— begin Given records —

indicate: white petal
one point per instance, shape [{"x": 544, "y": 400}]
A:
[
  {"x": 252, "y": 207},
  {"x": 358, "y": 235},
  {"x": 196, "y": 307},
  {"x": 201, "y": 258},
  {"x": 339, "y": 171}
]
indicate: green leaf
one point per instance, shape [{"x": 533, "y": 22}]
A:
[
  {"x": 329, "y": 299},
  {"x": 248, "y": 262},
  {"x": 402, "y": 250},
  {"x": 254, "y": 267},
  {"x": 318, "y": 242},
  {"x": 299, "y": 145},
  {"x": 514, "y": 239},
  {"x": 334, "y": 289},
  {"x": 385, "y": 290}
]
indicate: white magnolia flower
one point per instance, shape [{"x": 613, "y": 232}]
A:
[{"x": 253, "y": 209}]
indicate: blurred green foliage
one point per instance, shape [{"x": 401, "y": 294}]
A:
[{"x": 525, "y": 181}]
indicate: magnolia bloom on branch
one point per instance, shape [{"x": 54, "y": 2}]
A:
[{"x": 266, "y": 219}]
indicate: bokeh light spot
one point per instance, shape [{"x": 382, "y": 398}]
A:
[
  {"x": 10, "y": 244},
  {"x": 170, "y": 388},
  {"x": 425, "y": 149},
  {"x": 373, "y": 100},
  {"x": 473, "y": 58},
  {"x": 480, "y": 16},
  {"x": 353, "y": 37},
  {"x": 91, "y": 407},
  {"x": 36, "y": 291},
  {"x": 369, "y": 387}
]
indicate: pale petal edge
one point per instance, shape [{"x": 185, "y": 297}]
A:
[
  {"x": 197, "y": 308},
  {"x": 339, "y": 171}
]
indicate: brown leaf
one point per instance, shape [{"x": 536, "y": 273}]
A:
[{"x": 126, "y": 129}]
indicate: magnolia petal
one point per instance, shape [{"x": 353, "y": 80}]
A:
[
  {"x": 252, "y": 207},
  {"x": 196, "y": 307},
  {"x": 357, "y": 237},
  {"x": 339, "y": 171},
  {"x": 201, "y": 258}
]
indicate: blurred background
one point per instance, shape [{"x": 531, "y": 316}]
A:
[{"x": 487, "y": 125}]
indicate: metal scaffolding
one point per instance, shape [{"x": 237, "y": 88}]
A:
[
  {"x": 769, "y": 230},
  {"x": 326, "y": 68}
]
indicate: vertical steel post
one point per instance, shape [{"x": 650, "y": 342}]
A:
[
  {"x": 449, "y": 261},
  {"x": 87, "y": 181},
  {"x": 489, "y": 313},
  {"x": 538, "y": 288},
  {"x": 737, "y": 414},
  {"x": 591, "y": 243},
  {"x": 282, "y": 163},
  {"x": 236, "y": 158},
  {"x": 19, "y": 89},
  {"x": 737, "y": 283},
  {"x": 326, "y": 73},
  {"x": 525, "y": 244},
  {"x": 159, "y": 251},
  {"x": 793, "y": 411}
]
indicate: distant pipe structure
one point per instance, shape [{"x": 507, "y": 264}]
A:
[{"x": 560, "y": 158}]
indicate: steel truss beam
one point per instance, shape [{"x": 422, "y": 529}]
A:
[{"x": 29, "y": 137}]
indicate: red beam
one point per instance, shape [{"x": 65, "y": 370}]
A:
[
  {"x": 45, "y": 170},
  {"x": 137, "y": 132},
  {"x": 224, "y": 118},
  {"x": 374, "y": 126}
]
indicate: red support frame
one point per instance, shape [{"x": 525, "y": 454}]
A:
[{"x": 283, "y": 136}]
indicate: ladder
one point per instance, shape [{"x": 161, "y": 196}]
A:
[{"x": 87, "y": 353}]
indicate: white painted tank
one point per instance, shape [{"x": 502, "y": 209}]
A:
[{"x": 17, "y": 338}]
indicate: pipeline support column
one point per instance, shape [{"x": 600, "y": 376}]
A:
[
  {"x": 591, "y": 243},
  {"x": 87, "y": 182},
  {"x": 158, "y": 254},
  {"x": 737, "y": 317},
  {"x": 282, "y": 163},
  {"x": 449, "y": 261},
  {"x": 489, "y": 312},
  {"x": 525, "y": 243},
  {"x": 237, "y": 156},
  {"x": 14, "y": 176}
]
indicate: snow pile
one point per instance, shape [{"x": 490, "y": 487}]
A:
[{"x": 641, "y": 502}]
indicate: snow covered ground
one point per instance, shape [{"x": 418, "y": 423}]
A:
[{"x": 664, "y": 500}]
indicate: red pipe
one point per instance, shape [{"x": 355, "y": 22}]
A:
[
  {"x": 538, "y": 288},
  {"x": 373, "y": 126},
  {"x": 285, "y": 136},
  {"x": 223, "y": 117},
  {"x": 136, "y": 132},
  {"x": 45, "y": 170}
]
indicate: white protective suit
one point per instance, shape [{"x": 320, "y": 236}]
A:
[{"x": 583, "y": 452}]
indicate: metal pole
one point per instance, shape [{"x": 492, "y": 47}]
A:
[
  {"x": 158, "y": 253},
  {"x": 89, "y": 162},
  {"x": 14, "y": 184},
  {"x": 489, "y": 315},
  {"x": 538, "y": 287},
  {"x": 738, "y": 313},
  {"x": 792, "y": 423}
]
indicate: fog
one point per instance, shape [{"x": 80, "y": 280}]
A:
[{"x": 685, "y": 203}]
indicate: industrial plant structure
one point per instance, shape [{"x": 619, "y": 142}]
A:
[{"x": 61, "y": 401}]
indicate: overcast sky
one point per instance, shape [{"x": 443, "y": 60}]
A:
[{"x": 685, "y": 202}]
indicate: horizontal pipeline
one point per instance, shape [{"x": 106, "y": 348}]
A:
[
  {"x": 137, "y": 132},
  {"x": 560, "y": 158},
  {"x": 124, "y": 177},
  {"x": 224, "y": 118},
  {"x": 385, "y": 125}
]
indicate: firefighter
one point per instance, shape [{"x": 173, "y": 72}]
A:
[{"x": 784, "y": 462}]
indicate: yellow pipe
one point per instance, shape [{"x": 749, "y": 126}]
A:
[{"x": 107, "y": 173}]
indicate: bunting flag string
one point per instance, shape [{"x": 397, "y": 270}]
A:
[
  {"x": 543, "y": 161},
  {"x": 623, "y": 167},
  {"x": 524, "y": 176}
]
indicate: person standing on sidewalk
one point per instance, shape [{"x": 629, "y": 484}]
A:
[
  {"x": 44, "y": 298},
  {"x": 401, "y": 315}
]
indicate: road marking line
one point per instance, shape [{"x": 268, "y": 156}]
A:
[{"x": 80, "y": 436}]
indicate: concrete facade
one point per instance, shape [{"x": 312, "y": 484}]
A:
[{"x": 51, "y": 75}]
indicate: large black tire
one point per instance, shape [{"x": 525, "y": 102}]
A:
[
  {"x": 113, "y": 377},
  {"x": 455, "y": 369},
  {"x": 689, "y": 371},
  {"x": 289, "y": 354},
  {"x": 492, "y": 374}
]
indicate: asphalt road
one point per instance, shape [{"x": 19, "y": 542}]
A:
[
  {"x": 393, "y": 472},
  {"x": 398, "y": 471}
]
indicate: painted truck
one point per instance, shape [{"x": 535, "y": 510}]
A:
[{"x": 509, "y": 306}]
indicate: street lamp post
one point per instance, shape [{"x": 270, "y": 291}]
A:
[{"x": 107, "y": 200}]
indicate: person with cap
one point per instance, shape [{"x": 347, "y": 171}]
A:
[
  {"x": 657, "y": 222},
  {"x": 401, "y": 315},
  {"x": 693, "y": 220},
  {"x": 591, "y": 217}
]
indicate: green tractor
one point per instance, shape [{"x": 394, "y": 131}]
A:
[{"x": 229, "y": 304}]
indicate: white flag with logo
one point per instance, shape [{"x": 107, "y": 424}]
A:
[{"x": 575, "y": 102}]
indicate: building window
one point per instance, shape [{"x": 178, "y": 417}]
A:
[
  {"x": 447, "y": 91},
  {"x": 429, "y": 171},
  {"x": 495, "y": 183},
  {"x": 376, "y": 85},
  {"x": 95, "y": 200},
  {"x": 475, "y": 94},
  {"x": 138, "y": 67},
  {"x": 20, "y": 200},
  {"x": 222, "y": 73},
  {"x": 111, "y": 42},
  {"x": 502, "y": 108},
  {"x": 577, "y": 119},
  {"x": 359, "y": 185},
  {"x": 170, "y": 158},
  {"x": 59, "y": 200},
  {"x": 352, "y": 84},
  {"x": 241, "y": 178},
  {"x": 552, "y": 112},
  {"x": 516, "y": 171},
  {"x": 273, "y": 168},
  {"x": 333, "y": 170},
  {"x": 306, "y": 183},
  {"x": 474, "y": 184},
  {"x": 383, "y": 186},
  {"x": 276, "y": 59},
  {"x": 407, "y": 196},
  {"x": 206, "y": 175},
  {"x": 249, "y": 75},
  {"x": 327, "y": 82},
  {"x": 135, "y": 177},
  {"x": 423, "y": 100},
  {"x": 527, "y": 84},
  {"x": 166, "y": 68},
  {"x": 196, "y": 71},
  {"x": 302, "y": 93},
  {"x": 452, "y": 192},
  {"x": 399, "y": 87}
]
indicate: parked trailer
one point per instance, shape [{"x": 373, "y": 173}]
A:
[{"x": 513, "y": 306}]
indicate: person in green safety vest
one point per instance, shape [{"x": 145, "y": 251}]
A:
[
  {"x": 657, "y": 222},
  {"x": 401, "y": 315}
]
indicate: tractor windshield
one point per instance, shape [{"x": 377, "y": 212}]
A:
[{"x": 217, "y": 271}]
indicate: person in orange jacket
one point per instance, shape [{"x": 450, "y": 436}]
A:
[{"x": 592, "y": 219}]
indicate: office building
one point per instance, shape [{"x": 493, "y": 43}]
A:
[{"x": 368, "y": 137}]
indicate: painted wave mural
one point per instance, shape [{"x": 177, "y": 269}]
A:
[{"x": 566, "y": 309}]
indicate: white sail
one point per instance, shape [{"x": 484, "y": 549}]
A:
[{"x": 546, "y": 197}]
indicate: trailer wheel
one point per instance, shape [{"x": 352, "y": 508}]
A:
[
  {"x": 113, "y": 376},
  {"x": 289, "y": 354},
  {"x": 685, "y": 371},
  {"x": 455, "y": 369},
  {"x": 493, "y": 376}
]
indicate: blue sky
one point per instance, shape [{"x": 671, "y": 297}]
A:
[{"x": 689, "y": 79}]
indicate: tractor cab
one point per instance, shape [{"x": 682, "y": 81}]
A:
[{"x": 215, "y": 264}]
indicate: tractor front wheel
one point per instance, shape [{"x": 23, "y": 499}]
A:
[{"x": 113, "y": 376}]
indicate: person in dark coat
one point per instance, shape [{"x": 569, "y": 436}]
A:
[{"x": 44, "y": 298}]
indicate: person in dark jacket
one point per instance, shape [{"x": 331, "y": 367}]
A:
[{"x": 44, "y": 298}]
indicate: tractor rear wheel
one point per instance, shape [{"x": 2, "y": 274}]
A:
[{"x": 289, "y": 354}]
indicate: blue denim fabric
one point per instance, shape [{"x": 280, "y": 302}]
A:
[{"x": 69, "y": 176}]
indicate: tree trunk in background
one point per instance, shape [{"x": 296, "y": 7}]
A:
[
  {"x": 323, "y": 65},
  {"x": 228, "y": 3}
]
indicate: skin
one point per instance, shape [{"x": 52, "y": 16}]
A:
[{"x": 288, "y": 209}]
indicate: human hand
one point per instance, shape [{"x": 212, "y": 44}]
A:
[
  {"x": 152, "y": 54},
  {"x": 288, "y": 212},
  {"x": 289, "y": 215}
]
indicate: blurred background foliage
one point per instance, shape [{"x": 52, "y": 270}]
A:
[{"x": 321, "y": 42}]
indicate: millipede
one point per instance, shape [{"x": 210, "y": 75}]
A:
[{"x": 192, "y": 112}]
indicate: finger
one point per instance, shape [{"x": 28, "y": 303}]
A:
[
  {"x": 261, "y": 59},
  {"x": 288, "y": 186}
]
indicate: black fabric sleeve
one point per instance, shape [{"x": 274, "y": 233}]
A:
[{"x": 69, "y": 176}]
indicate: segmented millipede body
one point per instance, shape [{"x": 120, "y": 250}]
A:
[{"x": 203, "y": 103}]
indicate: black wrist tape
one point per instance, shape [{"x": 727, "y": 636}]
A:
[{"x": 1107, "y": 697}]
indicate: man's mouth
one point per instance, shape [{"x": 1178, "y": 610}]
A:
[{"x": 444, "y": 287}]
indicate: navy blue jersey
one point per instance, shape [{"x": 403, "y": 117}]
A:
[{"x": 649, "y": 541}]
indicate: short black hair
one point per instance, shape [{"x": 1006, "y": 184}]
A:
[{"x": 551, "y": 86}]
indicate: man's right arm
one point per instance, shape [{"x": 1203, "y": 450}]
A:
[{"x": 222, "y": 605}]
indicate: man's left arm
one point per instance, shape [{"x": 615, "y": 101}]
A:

— end Given records —

• Short problem
Beginning at the line where "indicate: millipede" appears, extract each line through the end of the data above; keep them exact and include nothing else.

• Full solution
indicate: millipede
one point per instance, shape [{"x": 210, "y": 75}]
A:
[{"x": 192, "y": 112}]
indicate: finger
one point per instance, shape [{"x": 28, "y": 303}]
A:
[
  {"x": 261, "y": 59},
  {"x": 288, "y": 186}
]
indicate: black fabric sleeve
one point per instance, shape [{"x": 274, "y": 233}]
A:
[{"x": 69, "y": 176}]
indicate: segmented millipede body
one point per instance, shape [{"x": 120, "y": 250}]
A:
[{"x": 203, "y": 103}]
indicate: black wrist tape
one point per instance, shape [{"x": 727, "y": 636}]
A:
[{"x": 1107, "y": 697}]
indicate: man's mouth
one point per instance, shape [{"x": 1178, "y": 610}]
A:
[{"x": 444, "y": 287}]
indicate: navy blue jersey
one point per instance, shape [{"x": 403, "y": 117}]
A:
[{"x": 649, "y": 541}]
indicate: short black hair
one point per instance, shape [{"x": 1006, "y": 184}]
A:
[{"x": 551, "y": 86}]
indicate: man's right arm
one point per instance, shape [{"x": 1203, "y": 450}]
A:
[{"x": 222, "y": 605}]
indicate: man's left arm
one point per instance, shape [{"x": 615, "y": 101}]
A:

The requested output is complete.